> **RECORDS FOR THIS EXERCISE**

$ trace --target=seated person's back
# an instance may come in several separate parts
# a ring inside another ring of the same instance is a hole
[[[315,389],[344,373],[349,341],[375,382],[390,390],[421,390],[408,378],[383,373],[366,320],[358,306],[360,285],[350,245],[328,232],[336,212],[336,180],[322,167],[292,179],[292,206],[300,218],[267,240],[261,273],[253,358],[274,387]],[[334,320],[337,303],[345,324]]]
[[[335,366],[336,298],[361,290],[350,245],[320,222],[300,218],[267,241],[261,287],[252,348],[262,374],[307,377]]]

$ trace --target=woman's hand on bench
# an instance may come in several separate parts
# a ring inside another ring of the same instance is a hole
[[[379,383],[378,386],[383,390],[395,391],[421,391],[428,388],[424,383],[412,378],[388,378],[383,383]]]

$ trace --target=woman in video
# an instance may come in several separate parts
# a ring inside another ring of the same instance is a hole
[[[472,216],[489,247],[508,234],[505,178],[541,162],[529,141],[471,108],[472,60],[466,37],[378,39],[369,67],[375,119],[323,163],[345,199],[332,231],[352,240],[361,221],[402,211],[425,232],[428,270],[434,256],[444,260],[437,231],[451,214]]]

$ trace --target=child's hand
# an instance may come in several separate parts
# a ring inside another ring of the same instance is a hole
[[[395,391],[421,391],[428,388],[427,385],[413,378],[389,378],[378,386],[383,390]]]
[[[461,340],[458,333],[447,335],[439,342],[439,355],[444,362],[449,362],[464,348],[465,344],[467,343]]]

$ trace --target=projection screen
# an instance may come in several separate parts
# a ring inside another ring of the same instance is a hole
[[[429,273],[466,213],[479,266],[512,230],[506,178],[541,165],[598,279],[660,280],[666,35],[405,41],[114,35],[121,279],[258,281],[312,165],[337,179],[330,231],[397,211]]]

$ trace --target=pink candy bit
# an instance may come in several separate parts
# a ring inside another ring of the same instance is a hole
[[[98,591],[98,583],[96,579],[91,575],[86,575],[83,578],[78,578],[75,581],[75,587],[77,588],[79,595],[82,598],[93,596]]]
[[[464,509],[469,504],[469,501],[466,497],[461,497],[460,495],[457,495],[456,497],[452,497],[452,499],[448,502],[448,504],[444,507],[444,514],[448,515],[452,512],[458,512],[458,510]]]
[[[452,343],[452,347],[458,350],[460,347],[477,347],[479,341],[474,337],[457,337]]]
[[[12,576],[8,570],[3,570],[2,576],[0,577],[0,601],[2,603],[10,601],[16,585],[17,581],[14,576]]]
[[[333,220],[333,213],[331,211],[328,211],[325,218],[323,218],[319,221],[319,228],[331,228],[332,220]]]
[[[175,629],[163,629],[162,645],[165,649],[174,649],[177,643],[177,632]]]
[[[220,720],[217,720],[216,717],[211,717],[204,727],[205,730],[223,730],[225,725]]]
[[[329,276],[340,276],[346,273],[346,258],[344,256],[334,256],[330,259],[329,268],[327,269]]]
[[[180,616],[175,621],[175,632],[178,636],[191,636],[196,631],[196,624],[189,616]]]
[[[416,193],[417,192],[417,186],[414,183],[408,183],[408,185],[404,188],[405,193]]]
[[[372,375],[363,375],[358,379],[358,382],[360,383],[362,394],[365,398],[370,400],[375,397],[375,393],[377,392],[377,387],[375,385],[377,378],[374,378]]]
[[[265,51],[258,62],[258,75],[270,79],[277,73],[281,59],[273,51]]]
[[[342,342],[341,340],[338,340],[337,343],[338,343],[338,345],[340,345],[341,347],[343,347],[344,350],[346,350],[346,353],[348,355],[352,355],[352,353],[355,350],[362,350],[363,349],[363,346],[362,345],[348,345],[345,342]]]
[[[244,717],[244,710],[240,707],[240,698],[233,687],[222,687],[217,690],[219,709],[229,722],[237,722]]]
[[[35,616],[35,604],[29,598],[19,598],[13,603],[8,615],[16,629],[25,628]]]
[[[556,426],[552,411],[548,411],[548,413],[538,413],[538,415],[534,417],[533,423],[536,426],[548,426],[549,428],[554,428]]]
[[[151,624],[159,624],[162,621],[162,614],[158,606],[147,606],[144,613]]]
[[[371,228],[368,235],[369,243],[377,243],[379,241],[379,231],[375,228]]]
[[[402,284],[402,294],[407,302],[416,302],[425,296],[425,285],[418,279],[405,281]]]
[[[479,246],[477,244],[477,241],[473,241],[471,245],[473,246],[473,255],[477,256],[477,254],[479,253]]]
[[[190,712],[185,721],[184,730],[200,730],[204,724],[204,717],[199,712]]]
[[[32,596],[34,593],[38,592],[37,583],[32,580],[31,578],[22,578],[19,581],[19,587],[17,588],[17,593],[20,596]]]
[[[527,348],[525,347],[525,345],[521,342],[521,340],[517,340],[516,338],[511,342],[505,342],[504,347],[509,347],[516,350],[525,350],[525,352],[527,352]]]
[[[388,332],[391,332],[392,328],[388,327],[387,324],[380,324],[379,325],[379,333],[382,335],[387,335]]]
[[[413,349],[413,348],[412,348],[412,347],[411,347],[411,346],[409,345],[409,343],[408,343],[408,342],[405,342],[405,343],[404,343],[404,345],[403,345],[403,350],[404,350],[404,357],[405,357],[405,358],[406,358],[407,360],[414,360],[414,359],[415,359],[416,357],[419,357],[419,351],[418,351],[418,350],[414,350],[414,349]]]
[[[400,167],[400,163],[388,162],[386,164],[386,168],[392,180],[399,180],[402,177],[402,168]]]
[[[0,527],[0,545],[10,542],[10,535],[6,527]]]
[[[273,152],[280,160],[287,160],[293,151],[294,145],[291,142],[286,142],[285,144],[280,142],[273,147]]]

> **WHAT YOU WILL DO**
When you reach this point, go back and write out each record above exactly.

> **YOUR RESPONSE**
$ trace --target=seated person's back
# an instance may come in several separate parts
# a ring inside another ring of the same instance is a hole
[[[315,389],[344,373],[349,341],[375,382],[390,390],[421,390],[408,378],[383,373],[366,320],[358,306],[360,285],[350,245],[328,232],[336,212],[336,180],[322,167],[292,179],[292,206],[300,218],[267,240],[261,273],[253,358],[274,387]],[[334,320],[337,303],[345,324]]]
[[[335,366],[336,298],[361,290],[350,245],[320,222],[300,218],[267,241],[261,287],[252,348],[262,374],[307,377]]]

$ trace --target=woman's hand on bench
# an instance may come in several separate parts
# a ring inside another ring of the same instance is a hole
[[[379,383],[378,386],[383,390],[395,391],[421,391],[428,388],[424,383],[412,378],[388,378],[383,383]]]

$ trace --target=woman in video
# an instance may come in several separate parts
# a ring inside another ring of the same instance is a hole
[[[472,216],[489,247],[508,234],[505,178],[541,162],[529,141],[471,108],[472,60],[466,37],[378,39],[369,67],[375,119],[323,163],[345,199],[332,231],[352,240],[361,221],[402,211],[425,232],[428,270],[434,256],[444,260],[437,231],[451,214]]]

$ trace --target=child's hand
# an instance may come in several separate parts
# a ring inside another ring of the same instance is a hole
[[[395,391],[421,391],[428,388],[427,385],[413,378],[389,378],[378,386],[383,390]]]
[[[461,340],[458,333],[447,335],[439,342],[439,355],[444,362],[449,362],[464,348],[465,344],[467,343]]]

$ trace --target=projection screen
# an instance may come in several separate parts
# a ring inside another ring of the same instance is a hole
[[[429,273],[466,213],[479,266],[512,230],[506,178],[541,165],[598,279],[660,280],[666,35],[405,41],[114,35],[121,279],[258,281],[312,165],[337,179],[330,231],[397,211]]]

$ trace --target=pink candy bit
# an instance may come in several separate parts
# a ring inside another ring of the same instance is a hole
[[[98,591],[98,583],[96,579],[91,575],[86,575],[83,578],[78,578],[75,581],[75,587],[77,588],[79,595],[82,598],[93,596]]]
[[[464,509],[469,504],[469,501],[466,497],[461,497],[460,495],[457,495],[456,497],[452,497],[452,499],[448,502],[448,504],[444,507],[444,514],[448,515],[452,512],[458,512],[458,510]]]
[[[452,343],[452,347],[458,350],[460,347],[477,347],[479,341],[474,337],[457,337]]]
[[[12,576],[8,570],[3,570],[2,576],[0,577],[0,601],[2,603],[10,601],[16,585],[17,581],[14,576]]]
[[[333,220],[333,213],[331,211],[328,211],[325,218],[323,218],[319,221],[319,228],[331,228],[332,220]]]
[[[175,629],[163,629],[162,645],[165,649],[174,649],[177,643],[177,632]]]
[[[220,720],[217,720],[216,717],[211,717],[204,727],[205,730],[223,730],[225,725]]]
[[[329,276],[340,276],[346,273],[346,258],[344,256],[334,256],[330,259],[329,268],[327,269]]]
[[[180,616],[175,621],[175,632],[178,636],[191,636],[196,631],[196,624],[189,616]]]
[[[416,193],[417,192],[417,186],[414,183],[408,183],[408,185],[404,188],[405,193]]]
[[[372,375],[363,375],[358,379],[358,382],[360,383],[362,394],[365,398],[370,400],[375,397],[375,393],[377,392],[377,387],[375,385],[377,378],[374,378]]]
[[[265,51],[258,62],[258,75],[270,79],[277,73],[281,59],[273,51]]]
[[[342,342],[341,340],[338,340],[337,343],[338,343],[338,345],[340,345],[341,347],[343,347],[344,350],[346,350],[346,353],[348,355],[352,355],[352,353],[355,350],[362,350],[363,349],[363,346],[362,345],[348,345],[345,342]]]
[[[244,717],[244,710],[240,707],[240,698],[233,687],[222,687],[217,690],[219,709],[229,722],[237,722]]]
[[[35,616],[35,604],[29,598],[19,598],[13,603],[8,615],[16,629],[25,628]]]
[[[556,426],[552,411],[548,411],[548,413],[538,413],[538,415],[534,417],[533,423],[536,426],[548,426],[549,428],[554,428]]]
[[[151,624],[159,624],[162,621],[162,614],[158,606],[147,606],[144,613]]]
[[[371,228],[368,235],[369,243],[377,243],[379,241],[379,231],[375,228]]]
[[[402,284],[402,294],[407,302],[416,302],[425,296],[425,285],[418,279],[405,281]]]
[[[479,246],[477,244],[477,241],[473,241],[471,245],[473,246],[473,255],[477,256],[477,254],[479,253]]]
[[[190,712],[185,721],[184,730],[200,730],[204,724],[204,717],[199,712]]]
[[[32,596],[34,593],[38,592],[37,583],[32,580],[31,578],[22,578],[19,581],[19,587],[17,588],[17,593],[20,596]]]
[[[527,348],[525,347],[525,345],[521,342],[521,340],[517,340],[516,338],[511,342],[505,342],[504,347],[509,347],[516,350],[525,350],[525,352],[527,352]]]
[[[388,332],[391,332],[392,328],[388,327],[387,324],[380,324],[379,325],[379,333],[382,335],[387,335]]]
[[[413,349],[413,348],[412,348],[412,347],[411,347],[411,346],[409,345],[409,343],[408,343],[408,342],[405,342],[405,343],[404,343],[404,345],[403,345],[403,350],[404,350],[404,357],[405,357],[405,358],[406,358],[407,360],[414,360],[414,359],[415,359],[416,357],[419,357],[419,351],[418,351],[418,350],[414,350],[414,349]]]
[[[400,167],[400,163],[388,162],[386,164],[386,168],[392,180],[399,180],[402,177],[402,168]]]
[[[0,527],[0,545],[10,542],[10,535],[6,527]]]
[[[273,152],[280,160],[287,160],[293,151],[294,145],[291,142],[286,142],[285,144],[280,142],[273,147]]]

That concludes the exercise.